**AUSZUG AUS DEM DOKUMENT**
Die Erbengemeinschaft und die Antragstellerin hatten am 2. Januar 1976 einen "Beherrschungsvertrag" geschlossen. Danach unterstellte die Antragstellerin die Leitung ihres Unternehmens der Erbengemeinschaft als beherrschendem Unternehmen (§ 1 des Vertrages). Nach den §§ 2 und 3 des Vertrages hatte die Erbengemeinschaft das Recht, der Geschäftsführung der Antragstellerin alle zweckdienlich erscheinenden Weisungen zu erteilen. Dieses Recht umfaßte alle Maßnahmen, die nach Gesetz und Gesellschaftsvertrag zum Tätigkeitsbereich der Geschäftsführung gehören.

Ebenfalls am 2. Januar 1976 hatten A und B eine OHG gegründet, an der (wiederum) A mit 51 v. H. und B mit 49 v. H. beteiligt waren. Auf diese OHG übertrug die Antragstellerin mit "Übertragungs- und Pachtvertrag" vom 10. Mai 1976 ihren Betrieb, den die OHG ab diesem Zeitpunkt auf eigene Rechnung führen sollte. Weiter war vereinbart, daß die gesamten Aktiva und Passiva mit Ausnahme des Anlagevermögens auf die OHG übergehen sollten. Das Anlagevermögen wurde an die OHG - zunächst fest bis zum 31. Dezember 1986 - verpachtet (§§ 1 bis 3 des Vertrages).

Bounding-Box-Datensätze
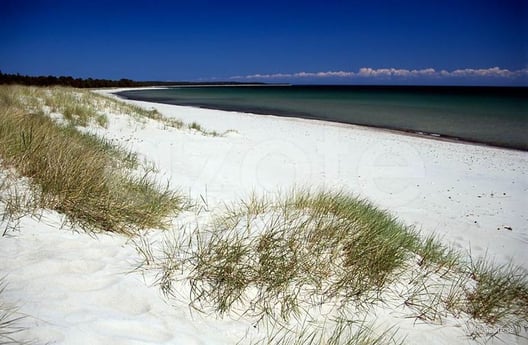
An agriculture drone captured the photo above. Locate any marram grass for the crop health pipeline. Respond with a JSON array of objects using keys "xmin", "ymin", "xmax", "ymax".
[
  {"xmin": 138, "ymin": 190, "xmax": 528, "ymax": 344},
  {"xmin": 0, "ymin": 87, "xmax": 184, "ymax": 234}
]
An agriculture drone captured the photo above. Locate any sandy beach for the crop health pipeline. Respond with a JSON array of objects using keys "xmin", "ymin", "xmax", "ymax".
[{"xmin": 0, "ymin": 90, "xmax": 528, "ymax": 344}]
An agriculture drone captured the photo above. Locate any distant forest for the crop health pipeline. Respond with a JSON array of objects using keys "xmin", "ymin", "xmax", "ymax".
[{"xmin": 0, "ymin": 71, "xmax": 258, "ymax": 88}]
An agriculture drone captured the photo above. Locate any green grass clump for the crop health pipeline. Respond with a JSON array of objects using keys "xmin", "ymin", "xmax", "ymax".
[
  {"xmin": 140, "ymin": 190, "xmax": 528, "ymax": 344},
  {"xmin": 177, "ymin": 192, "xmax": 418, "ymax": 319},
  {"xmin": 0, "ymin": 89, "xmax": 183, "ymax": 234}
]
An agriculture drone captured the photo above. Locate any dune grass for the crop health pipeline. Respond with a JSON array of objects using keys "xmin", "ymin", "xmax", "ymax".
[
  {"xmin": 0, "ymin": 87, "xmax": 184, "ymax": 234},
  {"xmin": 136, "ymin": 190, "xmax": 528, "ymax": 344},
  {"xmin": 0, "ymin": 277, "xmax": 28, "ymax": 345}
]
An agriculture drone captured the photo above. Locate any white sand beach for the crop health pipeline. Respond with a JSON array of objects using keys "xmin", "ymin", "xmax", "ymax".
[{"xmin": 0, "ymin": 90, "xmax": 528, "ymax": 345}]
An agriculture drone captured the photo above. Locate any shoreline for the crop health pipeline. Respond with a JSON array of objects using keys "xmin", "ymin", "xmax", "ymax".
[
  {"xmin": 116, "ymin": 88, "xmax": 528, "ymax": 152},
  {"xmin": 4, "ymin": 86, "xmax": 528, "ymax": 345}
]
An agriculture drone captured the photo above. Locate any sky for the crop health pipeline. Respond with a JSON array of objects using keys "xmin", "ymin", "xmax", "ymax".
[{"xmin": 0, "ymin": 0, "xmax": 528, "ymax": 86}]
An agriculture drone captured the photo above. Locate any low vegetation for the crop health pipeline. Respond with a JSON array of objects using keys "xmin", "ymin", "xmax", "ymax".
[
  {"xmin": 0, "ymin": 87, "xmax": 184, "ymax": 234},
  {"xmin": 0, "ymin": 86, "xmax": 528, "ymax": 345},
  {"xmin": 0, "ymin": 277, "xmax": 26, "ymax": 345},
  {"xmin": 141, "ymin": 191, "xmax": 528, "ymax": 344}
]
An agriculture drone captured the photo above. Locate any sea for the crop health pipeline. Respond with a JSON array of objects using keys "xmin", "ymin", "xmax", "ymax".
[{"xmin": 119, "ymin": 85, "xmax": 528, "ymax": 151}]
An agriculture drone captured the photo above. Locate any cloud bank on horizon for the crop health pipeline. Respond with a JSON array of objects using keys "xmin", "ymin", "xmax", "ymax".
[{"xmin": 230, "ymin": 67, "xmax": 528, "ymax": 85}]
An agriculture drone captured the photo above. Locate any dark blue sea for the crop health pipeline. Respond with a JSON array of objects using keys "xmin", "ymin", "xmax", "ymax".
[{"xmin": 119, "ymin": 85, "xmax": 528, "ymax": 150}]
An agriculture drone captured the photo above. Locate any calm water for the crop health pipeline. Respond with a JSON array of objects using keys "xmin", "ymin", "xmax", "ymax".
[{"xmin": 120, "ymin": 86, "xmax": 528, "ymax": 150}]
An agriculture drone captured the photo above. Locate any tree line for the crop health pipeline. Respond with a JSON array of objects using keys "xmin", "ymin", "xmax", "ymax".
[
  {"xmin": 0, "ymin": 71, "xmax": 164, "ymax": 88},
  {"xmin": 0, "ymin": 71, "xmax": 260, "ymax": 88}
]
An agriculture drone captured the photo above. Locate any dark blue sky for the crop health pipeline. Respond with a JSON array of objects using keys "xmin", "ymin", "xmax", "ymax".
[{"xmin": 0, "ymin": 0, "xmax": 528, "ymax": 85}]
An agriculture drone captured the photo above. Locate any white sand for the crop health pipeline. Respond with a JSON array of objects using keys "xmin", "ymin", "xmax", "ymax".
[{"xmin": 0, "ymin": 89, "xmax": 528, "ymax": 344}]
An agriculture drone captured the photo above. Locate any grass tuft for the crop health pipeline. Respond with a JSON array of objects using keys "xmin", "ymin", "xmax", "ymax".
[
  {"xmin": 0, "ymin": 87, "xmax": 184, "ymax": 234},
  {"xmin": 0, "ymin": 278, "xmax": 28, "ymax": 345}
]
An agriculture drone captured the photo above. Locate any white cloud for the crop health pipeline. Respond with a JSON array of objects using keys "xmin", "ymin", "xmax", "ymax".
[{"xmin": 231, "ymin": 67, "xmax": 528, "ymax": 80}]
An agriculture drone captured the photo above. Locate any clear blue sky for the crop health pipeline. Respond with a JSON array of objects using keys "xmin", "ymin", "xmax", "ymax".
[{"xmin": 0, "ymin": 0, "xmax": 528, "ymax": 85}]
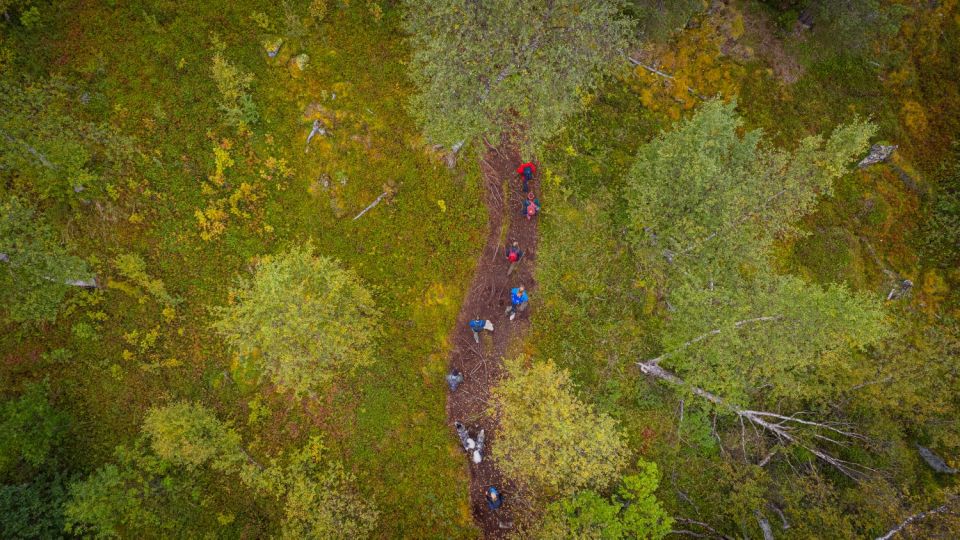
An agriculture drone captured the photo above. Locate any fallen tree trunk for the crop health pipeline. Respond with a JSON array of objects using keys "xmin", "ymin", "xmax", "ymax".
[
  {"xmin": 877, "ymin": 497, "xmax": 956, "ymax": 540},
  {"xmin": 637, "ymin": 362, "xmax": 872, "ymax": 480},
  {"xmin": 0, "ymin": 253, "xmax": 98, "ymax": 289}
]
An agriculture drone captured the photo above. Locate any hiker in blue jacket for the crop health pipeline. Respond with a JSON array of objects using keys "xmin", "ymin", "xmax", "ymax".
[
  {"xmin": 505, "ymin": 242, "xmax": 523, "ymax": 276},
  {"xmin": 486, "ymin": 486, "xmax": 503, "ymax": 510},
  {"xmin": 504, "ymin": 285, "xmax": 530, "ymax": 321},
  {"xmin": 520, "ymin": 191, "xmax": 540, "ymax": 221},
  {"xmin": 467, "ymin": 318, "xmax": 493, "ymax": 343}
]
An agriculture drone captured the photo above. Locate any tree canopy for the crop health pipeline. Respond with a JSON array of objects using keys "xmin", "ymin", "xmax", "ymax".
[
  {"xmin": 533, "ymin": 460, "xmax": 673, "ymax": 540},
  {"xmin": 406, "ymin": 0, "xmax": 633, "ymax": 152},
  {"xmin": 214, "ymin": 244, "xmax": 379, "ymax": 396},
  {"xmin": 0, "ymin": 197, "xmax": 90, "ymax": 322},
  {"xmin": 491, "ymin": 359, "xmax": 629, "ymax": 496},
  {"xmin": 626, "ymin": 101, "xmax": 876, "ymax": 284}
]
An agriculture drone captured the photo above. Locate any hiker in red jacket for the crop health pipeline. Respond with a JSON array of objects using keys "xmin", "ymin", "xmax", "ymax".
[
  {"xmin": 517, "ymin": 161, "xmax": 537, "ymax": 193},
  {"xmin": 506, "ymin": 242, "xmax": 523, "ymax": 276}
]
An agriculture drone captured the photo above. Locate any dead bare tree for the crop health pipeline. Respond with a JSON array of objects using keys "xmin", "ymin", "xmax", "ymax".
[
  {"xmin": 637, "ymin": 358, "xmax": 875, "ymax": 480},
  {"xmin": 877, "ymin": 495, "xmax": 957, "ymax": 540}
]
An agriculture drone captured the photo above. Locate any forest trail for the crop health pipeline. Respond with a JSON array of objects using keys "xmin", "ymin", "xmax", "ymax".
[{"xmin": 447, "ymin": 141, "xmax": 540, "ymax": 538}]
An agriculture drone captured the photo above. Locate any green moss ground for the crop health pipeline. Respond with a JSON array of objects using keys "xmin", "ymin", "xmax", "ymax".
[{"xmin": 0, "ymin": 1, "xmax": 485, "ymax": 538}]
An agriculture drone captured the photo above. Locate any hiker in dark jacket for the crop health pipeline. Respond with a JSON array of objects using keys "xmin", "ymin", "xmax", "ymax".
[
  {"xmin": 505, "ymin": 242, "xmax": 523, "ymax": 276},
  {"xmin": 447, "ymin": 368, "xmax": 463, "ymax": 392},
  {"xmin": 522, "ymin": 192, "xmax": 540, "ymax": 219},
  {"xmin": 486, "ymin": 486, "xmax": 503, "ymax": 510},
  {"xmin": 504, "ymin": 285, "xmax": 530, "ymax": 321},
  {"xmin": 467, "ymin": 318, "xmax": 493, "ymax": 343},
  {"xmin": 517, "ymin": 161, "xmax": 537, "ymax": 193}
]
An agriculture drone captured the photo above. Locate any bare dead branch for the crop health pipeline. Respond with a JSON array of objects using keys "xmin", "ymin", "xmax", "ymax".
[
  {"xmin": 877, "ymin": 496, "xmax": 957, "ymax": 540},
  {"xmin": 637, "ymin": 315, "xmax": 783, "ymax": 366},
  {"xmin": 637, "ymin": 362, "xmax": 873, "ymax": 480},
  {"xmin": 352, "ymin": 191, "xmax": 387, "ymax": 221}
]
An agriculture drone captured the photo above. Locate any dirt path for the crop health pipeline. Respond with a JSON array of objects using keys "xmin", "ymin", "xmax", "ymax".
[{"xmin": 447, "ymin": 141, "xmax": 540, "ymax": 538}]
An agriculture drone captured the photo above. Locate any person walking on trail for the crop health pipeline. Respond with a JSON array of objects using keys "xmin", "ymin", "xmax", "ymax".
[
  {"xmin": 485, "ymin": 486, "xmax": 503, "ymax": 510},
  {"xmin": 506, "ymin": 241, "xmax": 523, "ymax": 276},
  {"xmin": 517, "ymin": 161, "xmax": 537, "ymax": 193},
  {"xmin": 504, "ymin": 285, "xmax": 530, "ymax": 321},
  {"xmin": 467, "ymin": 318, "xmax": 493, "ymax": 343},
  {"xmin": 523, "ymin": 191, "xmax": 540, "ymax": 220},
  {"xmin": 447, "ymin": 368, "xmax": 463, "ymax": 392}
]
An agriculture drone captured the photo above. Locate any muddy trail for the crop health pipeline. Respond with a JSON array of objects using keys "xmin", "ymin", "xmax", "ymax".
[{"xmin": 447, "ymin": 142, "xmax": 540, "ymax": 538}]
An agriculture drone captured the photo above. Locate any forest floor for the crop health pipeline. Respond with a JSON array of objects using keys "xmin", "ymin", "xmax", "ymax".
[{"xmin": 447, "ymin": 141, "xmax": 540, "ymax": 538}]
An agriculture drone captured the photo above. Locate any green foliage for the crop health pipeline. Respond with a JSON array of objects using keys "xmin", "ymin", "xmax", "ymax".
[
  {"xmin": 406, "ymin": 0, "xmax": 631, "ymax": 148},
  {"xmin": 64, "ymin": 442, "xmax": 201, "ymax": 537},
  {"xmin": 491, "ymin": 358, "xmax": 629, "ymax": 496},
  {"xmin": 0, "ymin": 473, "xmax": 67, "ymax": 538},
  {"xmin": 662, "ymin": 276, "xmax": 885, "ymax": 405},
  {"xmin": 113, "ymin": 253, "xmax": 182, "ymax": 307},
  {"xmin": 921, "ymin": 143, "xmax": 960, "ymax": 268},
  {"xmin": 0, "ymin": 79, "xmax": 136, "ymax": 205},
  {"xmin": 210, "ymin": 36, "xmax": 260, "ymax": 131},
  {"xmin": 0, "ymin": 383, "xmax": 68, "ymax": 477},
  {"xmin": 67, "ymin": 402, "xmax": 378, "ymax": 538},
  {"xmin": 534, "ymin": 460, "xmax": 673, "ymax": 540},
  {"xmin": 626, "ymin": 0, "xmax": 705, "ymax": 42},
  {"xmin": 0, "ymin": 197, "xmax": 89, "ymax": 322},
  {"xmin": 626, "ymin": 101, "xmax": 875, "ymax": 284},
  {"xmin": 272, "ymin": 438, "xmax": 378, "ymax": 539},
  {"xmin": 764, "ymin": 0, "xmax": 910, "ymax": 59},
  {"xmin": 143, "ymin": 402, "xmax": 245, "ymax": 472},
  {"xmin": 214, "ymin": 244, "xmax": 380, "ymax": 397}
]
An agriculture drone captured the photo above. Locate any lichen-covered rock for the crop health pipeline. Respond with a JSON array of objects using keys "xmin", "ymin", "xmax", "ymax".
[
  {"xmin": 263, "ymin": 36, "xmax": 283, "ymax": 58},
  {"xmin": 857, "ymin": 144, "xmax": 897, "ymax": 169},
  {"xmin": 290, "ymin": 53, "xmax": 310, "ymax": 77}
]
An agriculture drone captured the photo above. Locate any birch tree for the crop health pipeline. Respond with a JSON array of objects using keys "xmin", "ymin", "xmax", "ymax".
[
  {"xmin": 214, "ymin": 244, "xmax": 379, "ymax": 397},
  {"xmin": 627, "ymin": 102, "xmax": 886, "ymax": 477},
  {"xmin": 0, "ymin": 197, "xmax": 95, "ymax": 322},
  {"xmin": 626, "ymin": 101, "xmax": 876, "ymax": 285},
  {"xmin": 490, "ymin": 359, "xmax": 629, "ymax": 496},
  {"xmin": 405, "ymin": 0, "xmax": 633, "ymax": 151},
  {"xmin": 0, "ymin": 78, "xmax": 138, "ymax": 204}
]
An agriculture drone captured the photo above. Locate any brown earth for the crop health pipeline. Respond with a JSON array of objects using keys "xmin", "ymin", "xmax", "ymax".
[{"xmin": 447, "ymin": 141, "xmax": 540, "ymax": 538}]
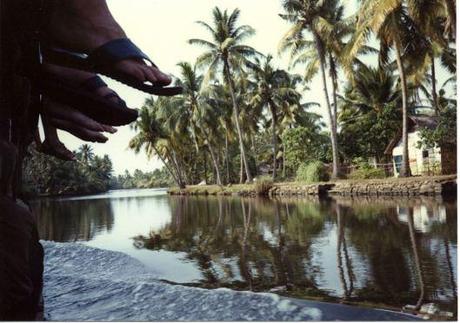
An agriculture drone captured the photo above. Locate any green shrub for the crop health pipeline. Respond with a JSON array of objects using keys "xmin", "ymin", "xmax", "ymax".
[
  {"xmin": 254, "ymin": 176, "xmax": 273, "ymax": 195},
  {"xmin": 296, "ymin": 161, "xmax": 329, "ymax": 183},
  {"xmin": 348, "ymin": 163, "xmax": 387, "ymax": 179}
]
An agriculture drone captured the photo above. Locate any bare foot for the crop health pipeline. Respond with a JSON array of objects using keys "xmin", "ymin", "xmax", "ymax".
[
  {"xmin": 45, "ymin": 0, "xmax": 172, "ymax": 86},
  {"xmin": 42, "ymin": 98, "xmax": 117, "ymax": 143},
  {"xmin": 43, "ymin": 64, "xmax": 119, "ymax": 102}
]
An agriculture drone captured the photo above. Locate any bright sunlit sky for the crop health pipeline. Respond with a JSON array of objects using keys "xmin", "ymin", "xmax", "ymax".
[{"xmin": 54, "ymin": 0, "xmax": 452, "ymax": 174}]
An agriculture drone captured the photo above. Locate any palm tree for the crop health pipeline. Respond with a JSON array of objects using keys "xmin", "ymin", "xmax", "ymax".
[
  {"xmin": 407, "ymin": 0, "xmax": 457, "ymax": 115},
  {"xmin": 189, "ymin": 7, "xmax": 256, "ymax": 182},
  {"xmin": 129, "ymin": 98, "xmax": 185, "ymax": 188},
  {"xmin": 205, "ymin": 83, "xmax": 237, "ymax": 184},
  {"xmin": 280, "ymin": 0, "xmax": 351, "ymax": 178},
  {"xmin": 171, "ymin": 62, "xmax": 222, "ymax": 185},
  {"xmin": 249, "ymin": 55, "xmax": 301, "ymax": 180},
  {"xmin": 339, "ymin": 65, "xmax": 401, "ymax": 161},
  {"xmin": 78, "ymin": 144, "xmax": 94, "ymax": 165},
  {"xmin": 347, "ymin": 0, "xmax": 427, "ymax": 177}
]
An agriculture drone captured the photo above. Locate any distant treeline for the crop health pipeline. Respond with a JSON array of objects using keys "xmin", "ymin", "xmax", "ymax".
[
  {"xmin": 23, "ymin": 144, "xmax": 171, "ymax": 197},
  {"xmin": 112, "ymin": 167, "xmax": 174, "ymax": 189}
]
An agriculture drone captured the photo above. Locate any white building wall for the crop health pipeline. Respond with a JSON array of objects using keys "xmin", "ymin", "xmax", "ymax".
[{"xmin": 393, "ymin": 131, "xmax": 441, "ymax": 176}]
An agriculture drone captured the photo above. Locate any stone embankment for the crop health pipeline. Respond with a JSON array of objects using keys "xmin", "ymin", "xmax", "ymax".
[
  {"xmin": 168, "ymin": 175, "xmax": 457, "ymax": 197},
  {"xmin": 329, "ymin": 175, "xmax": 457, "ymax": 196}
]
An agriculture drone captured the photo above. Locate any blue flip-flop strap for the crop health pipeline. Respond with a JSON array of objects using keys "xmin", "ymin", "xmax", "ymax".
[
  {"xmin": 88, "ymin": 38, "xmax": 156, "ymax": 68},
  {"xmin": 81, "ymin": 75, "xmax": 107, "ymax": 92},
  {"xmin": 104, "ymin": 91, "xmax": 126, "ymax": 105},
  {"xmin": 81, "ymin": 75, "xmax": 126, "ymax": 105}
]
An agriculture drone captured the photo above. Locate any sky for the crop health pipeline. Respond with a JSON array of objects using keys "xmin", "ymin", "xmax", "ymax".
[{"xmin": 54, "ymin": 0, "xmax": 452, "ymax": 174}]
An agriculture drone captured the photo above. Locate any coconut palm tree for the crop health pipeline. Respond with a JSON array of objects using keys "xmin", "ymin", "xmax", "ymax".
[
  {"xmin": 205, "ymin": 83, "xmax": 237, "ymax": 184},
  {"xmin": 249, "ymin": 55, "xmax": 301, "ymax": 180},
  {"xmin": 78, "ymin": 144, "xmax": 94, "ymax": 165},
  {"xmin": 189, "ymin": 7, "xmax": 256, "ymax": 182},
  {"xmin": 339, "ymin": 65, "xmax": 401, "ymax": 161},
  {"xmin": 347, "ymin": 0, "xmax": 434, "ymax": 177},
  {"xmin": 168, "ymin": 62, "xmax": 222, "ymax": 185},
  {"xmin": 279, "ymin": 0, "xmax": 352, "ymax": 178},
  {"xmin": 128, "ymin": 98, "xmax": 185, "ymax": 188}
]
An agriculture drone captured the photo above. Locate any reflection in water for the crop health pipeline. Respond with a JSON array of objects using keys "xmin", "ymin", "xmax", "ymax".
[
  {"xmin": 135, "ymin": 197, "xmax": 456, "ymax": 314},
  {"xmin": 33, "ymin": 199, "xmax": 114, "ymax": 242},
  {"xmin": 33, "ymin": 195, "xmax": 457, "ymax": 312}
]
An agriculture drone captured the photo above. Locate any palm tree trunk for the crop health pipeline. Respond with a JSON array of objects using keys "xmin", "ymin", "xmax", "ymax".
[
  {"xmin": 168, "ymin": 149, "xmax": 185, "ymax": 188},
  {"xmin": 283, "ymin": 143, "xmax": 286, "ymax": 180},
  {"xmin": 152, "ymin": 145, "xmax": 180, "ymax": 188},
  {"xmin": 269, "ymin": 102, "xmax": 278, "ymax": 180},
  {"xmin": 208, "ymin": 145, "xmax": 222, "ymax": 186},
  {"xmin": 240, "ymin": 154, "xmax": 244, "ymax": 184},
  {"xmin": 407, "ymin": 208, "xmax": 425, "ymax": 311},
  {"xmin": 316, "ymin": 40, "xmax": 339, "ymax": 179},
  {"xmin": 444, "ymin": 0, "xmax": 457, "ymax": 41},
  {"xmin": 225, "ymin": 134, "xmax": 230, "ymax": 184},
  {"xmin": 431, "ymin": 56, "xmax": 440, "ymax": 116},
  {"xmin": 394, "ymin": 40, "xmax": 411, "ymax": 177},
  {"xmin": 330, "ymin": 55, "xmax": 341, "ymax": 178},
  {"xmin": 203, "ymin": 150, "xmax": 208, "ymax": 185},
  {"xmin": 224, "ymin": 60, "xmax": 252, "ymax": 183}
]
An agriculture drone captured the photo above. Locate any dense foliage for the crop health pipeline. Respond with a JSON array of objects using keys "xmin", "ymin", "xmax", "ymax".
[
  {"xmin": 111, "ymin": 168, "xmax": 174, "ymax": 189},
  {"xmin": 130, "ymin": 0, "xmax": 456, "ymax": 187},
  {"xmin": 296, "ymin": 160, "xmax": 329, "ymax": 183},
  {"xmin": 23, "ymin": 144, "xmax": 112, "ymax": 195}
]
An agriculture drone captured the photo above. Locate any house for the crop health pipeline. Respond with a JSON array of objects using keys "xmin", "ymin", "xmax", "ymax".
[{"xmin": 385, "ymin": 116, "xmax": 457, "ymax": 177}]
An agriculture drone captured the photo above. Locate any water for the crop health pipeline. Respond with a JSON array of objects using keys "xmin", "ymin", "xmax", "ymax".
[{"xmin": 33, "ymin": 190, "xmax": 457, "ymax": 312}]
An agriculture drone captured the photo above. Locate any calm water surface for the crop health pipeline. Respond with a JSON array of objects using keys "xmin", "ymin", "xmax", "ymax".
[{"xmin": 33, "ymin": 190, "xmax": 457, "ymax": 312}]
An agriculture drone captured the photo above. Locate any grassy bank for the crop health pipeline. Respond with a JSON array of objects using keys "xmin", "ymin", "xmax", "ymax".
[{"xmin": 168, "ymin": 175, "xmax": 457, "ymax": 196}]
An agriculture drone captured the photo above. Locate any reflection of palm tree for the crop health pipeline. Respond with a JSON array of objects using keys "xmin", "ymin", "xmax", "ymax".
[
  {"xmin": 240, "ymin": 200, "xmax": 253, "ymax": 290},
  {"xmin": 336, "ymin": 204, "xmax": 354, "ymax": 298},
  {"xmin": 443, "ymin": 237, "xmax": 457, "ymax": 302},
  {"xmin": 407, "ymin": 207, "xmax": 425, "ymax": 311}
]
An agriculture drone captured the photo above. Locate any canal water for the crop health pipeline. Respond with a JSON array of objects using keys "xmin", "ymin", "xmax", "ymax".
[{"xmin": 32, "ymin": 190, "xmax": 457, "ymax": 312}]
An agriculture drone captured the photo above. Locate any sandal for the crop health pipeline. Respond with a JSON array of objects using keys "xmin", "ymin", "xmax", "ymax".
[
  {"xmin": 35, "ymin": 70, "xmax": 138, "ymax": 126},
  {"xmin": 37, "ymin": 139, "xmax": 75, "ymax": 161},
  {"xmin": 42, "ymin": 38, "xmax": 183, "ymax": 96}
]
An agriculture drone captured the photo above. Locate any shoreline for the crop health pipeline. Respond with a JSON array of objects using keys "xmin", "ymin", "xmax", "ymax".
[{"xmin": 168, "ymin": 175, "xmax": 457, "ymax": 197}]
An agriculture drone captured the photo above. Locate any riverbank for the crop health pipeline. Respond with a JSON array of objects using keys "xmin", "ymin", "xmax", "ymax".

**AUFGABEN**
1/ Beantworte zum Auszug über den Beherrschungsvertrag folgende Fragen:
(a) An welchem Tag schlossen die Erbengemeinschaft und die Antragstellerin den Beherrschungsvertrag?
(b) Mit welchen Anteilen waren A und B an der OHG beteiligt?
(c) Bis zu welchem Datum wurde das Anlagevermögen zunächst fest an die OHG verpachtet?
2/ Schreibe den Auszug über den Beherrschungsvertrag im Anschluss an seinen letzten Satz weiter.

**DIE ERGEBNISSE**
1/
(a) Am 2. Januar 1976.
(b) A mit 51 v. H. und B mit 49 v. H.
(c) Bis zum 31. Dezember 1986.

2/
Die Antragstellerin nahm in den Jahren 1978 und 1979 umfangreiche Investitionen vor. Die betreffenden Wirtschaftsgüter wurden im Rahmen des bestehenden Pachtvertrages jedoch von der OHG genutzt.

Der Beklagte, Revisionsbeklagte und Antragsgegner (das Finanzamt - FA -) gewährte zunächst die von der Antragstellerin nach § 1 des Investitionszulagengesetzes (InvZulG) in der für die Streitjahre maßgebenden Fassung beantragten Zulagen. Die Bescheide wurden am 9. September 1980 abgezeichnet und am 17. September 1980 zur Post gegeben; sie ergingen unter dem Vorbehalt der Nachprüfung.

Im Anschluß an eine bei der Antragstellerin durchgeführte Außenprüfung gelangte das FA jedoch zu der Auffassung, daß die Voraussetzungen des § 1 InvZulG nicht vorlägen, da die Antragstellerin die betreffenden Wirtschaftsgüter nicht zu eigenbetrieblichen Zwecken verwendet habe. Es hob die Zulagenbescheide (vom 17. September 1980) mit Bescheiden vom 3. Juni 1982 auf und forderte die gewährten Zulagen nebst Zinsen zurück.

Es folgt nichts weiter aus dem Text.